- [Supplied text]
Dub this. 1106 gets stuck every few dozen requests for me.

5 Likes

Hi, I am seeing the same problem. Does anyone know why? Is there a solution for it? Every dozen requests it gets stuck, a results are returned after around 10 minutes.

3 Likes

I pinpointed the problem in my case (hopefully it will help you as well).

If you are expecting a json output from gpt-3.5-turbo-1106 and passing a parameter "response_format": { "type": "json_object" }, you also need to indicate in the prompt that you want a json output (and ideally description of the fields).

Here’s the official info from https://platform.openai.com/docs/guides/text-generation/json-mode

  • When using JSON mode, always instruct the model to produce JSON via some message in the conversation, for example via your system message. If you don’t include an explicit instruction to generate JSON, the model may generate an unending stream of whitespace and the request may run continually until it reaches the token limit. To help ensure you don’t forget, the API will throw an error if the string "JSON" does not appear somewhere in the context.

Dataset rows:
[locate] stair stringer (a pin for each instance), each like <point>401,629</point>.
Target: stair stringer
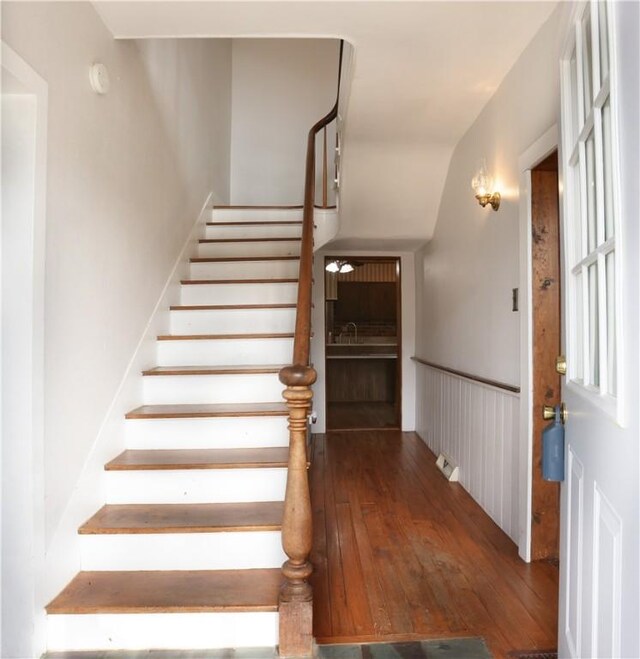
<point>63,554</point>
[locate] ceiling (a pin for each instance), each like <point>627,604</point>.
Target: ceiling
<point>422,71</point>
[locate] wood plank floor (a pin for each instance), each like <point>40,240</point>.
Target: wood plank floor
<point>400,553</point>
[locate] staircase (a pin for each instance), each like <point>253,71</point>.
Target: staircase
<point>186,552</point>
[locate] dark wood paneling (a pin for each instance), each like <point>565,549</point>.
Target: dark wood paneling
<point>358,301</point>
<point>361,380</point>
<point>545,278</point>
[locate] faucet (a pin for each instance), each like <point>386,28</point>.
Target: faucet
<point>355,331</point>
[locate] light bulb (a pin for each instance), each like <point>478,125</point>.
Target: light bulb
<point>333,266</point>
<point>482,183</point>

- [Problem details]
Please answer from the forum thread: in JSON mode, what may the model generate if no message explicitly instructs it to produce JSON?

- [Task output]
An unending stream of whitespace, so the request may run continually until it reaches the token limit.